> **Instrucción escrita A**
En la crónica sobre la marcha por los estudiantes de Ayotzinapa, ¿en qué barrio de la Ciudad de México se hizo la manifestación del domingo?
> **Instrucción escrita B**
Prolonga, por favor, la crónica sobre la marcha por los estudiantes de Ayotzinapa a partir de la respuesta de la anciana.

Domingo 07 de diciembre de 2014
El grito de México
La desaparición de 43 estudiantes a manos de los narcos indigna a toda una sociedad que decidió decir ¡basta!
Casi
al final de la manifestación popular del domingo pasado en el barrio de
Coyoacán, una de las innumerables que esa misma noche se realizaban en
distintos rincones de la Ciudad de México, la vanguardia de la marcha se
vio obligada a aminorar el paso. El obstáculo no era el siempre
agresivo tránsito del DF ni mucho menos la tan temida (y esperada) carga
de la represión policial. Justo debajo de una enorme bandera que
reclamaba la aparición con vida de los 43 estudiantes desaparecidos en
Ayotzinapa, una anciana de grueso pelo blanco y bastón en mano sintió
que las piernas le fallaban y que, a pesar de su esfuerzo, no podía dar
ni un paso más. Mientras tanto, la muchedumbre rabiosa e indignada no
dejaba de corear consignas en contra del presidente Enrique Peña Nieto, y
al toparse con la pequeñísima mujer inmóvil se detuvo para rodearla y
no pasarle por arriba. Cuando parecía que ella iba a doblarse sobre sí
misma, sin fuerza siquiera para pedir ayuda, dos jóvenes que venían
detrás suyo la tomaron de cada brazo, la llevaron a un costado y
rápidamente le dieron de beber agua mientras la sentaban en uno de los
bancos de la plaza.
-Abuela, ¿por qué vino? ¿No ve que está muy débil para estas cosas? -le pregunté.-¿Débil? ¡Traeme a ese hijo de la chingada de Peña y vamos a ver quién está débil!

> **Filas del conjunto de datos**
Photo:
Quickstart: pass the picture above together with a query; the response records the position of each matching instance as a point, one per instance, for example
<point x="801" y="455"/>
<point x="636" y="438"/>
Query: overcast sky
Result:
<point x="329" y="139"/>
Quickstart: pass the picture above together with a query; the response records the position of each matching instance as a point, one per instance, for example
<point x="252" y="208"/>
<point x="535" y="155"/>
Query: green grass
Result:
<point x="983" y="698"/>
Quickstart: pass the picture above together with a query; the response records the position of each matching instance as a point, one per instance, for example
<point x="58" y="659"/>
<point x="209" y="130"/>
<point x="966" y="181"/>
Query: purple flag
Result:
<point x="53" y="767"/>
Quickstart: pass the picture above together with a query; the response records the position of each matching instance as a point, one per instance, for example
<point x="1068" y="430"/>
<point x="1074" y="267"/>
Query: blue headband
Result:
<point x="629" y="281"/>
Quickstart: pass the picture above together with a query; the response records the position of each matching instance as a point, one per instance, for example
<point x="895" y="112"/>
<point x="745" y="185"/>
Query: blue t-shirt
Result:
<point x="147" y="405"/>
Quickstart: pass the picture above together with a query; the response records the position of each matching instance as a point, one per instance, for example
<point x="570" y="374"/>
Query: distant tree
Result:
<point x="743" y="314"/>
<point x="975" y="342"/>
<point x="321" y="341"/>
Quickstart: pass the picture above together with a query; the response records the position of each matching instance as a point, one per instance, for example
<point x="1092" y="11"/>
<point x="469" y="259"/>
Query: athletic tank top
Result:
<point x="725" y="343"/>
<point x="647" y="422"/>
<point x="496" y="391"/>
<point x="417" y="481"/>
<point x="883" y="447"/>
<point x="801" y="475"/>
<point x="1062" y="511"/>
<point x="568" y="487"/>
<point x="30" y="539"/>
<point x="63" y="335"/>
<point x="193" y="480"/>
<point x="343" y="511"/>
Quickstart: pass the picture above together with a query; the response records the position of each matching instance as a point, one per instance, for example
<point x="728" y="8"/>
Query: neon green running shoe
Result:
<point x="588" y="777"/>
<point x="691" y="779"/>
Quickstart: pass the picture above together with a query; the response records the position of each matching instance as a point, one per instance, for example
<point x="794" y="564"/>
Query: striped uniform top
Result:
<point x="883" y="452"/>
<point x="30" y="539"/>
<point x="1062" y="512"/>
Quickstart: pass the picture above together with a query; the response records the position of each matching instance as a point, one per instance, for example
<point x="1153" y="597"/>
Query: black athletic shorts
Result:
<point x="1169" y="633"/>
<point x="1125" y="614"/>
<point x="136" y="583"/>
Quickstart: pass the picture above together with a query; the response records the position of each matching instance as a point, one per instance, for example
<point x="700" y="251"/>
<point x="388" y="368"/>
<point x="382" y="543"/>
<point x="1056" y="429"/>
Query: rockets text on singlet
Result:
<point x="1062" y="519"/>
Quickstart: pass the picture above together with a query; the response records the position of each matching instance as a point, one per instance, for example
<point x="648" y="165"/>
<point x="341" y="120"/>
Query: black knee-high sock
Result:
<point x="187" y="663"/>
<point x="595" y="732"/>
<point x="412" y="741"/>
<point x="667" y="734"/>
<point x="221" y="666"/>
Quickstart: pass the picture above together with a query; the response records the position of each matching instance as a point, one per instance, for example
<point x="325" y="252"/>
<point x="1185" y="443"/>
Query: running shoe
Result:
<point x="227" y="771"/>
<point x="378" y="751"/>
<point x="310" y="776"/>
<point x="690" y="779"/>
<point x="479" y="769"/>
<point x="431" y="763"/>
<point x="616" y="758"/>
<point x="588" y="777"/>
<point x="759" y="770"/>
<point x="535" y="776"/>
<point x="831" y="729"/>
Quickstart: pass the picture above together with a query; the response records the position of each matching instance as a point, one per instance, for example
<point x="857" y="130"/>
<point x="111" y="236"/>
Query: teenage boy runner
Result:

> **Respuesta final A**
En el barrio de Coyoacán.

> **Respuesta final B**
En el México de hoy, esa rabia nada contenida no es ni de lejos patrimonio exclusivo de octogenarias tan altivas como enclenques. La furia se hace escuchar en cada esquina, surge en todos los encuentros y aparece en cualquier conversación. A la conmovedora manifestación nacional del jueves 20 que culminó en el Zócalo del DF le han seguido marchas y más marchas en todo el país, y cualquiera que por estos días recorra las calles de la capital advertirá que el descontento y la rabia no se limitan a las grandes concentraciones populares. Están presentes en la panadería, en los grafitis de los muros, en las funciones teatrales, en la carnicería, en las redes sociales, en los cafés, en el mercado, en los recitales, en el quiosco de revistas, en las plazas y en todas partes donde haya al menos dos personas y un diálogo latente. Por ahora, nadie quiere ser el irresponsable que califique este clima cotidiano de prerrevolucionario, pero también es cierto que la sensación palpable en el ambiente sugiere que la masacre de Iguala es una chispa a punto de convertirse en incendio.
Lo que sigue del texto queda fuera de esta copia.